══ EXTRACT TO READ ══

= Groundwater depletion =

Unsustainable extraction of groundwater

Within a long period of groundwater depletion in California's Central Valley, short periods of recovery were mostly driven by extreme weather events that typically caused flooding and had negative social, environmental and economic consequences.

Groundwater depletion or groundwater overdrafting is the process of extracting groundwater beyond the equilibrium yield of an aquifer. Groundwater is one of the largest sources of fresh water and is found underground. The primary cause of groundwater depletion is the excessive pumping of groundwater up from underground aquifers. Insufficient recharge can lead to depletion, reducing the usefulness of the aquifer for humans. Depletion can also have impacts on the environment around the aquifer, such as soil compression and land subsidence, local climatic change, soil chemistry changes, and other deterioration of the local environment.

There are two sets of yields: safe yield and sustainable yield. Safe yield is the amount of groundwater that can be withdrawn over a period of time without exceeding the long-term recharge rate or affecting the aquifer integrity. Sustainable yield is the amount of water extraction that can be sustained indefinitely without negative hydrological impacts, taking into account both recharge rate and surface water impacts.

There are two types of aquifers: confined and unconfined. In confined aquifers, there is an overbearing layer called an aquitard, which contains impermeable materials through which groundwater cannot be extracted. In unconfined aquifers, there is no aquitard, and groundwater can be freely extracted from the surface. Extracting groundwater from unconfined aquifers is like borrowing the water: it has to be recharged at a proper rate. Recharge can happen through artificial recharge and natural recharge.

== Mechanism ==
When groundwater is extracted from an aquifer, a cone of depression is created around the well. As the drafting of water continues, the cone increases in radius. Extracting too much water (overdrafting) can lead to negative impacts such as a drop of the water table, land subsidence, and loss of surface water reaching the streams. In extreme cases, the supply of water that naturally recharges the aquifer is pulled directly from streams and rivers, lowering their water levels. This affects wildlife, as well as humans who might be using the water for other purposes.

The natural process of aquifer recharge takes place through the percolation of surface water. An aquifer may be artificially recharged, such as by pumping reclaimed water from wastewater management projects directly into the aquifer. An example of is the Orange County Water District in California. This organization takes wastewater, treats it to a proper level, and then systematically pumps it back into the aquifers for artificial recharge.

Since every groundwater basin recharges at a different rate depending on precipitation, vegetative cover, and soil conservation practices, the quantity of groundwater that can be safely pumped varies greatly among regions of the world and even within provinces. Some aquifers require a very long time to recharge, and thus overdrafting can effectively dry up certain sub-surface water supplies. Subsidence occurs when excessive groundwater is extracted from rocks that support more weight when saturated. This can lead to a capacity reduction in the aquifer.

═══
══ SUPPLIED DATA ══

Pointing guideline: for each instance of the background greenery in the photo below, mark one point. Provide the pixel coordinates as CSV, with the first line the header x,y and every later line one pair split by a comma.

═══

WRITTEN REQUEST 1
Answer from the text on groundwater depletion:
(a) What does it name as the primary cause of groundwater depletion?
(b) What is the overbearing layer in a confined aquifer called?
(c) What forms around a well when groundwater is extracted from an aquifer?
WRITTEN REQUEST 2
Carry on the text on groundwater depletion from the point where it stops.

RESPONSE 1
(a) The excessive pumping of groundwater up from underground aquifers.
(b) An aquitard.
(c) A cone of depression.

RESPONSE 2
Changes in freshwater availability stem from natural and human activities (in conjunction with climate change) that interfere with groundwater recharge patterns. One of the leading anthropogenic activities causing groundwater depletion is irrigation. Roughly 40% of global irrigation is supported by groundwater, and irrigation is the primary activity causing groundwater storage loss across the U.S.

== Around the world ==

Ranking of countries that use groundwater for irrigation.
| Country | Million hectares (1×10^^{6} ha (2.5×10^^{6} acres)) irrigated with groundwater |
|---|---|
| India | 26.5 |
| USA | 10.8 |
| China | 8.8 |
| Pakistan | 4.9 |
| Iran | 3.6 |
| Bangladesh | 2.6 |
| Mexico | 1.7 |
| Saudi Arabia | 1.5 |
| Italy | 0.9 |
| Turkey | 0.7 |
| Syria | 0.6 |
| Brazil | 0.5 |

This ranking is based on the amount of groundwater each country uses for agriculture. This issue is becoming significant in the United States (most notably in California), but it has been an ongoing problem in other parts of the world, such as was documented in Punjab, India, in 1987.

=== United States ===
In the U.S., an estimated 800 km^{3} of groundwater was depleted during the 20th century. The development of cities and other areas of highly concentrated water usage has created a strain on groundwater resources. In post-development scenarios, interactions between surface water and groundwater are reduced; there is less intermixing between the surface and subsurface (interflow), leading to depleted water tables.

Groundwater recharge rates are also affected by rising temperatures which increase surface evaporation and transpiration, resulting in decreased water content of the soil. Anthropogenic changes to groundwater storage, such as over-pumping and the depletion of water tables combined with climate change, effectively reshape the hydrosphere and impact the ecosystems that depend on the groundwater.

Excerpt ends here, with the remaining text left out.